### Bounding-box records

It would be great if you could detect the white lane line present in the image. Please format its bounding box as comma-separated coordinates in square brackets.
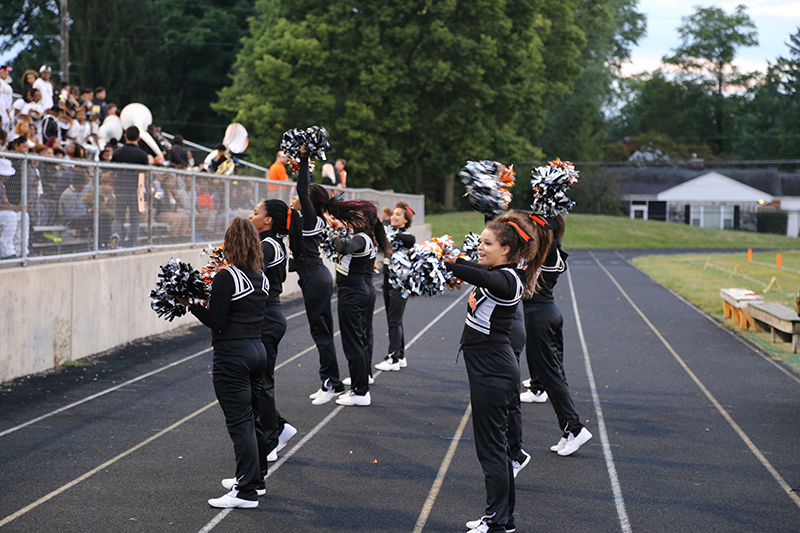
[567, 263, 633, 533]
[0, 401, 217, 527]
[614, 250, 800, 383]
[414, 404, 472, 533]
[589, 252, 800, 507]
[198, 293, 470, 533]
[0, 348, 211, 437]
==
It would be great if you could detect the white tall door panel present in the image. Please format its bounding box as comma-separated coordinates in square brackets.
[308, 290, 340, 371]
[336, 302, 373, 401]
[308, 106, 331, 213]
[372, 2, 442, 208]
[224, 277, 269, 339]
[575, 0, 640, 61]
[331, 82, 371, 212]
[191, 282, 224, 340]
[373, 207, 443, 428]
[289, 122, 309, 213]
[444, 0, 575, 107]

### Exercise aim
Switch "white lane line" to "yellow lane line" in the data from the line with "It would be great if you could detect the white lane" up to and including the line with "[0, 348, 211, 437]", and write out only those lines with everything else unchanged. Leave the pictures out.

### Finished answer
It would be great if you could detect the yellow lane line present in the image. Please format its bounding box as comma-separated coordinates in square brackets.
[567, 263, 633, 533]
[0, 401, 217, 527]
[614, 250, 800, 383]
[414, 404, 472, 533]
[589, 252, 800, 507]
[198, 293, 470, 533]
[0, 348, 211, 437]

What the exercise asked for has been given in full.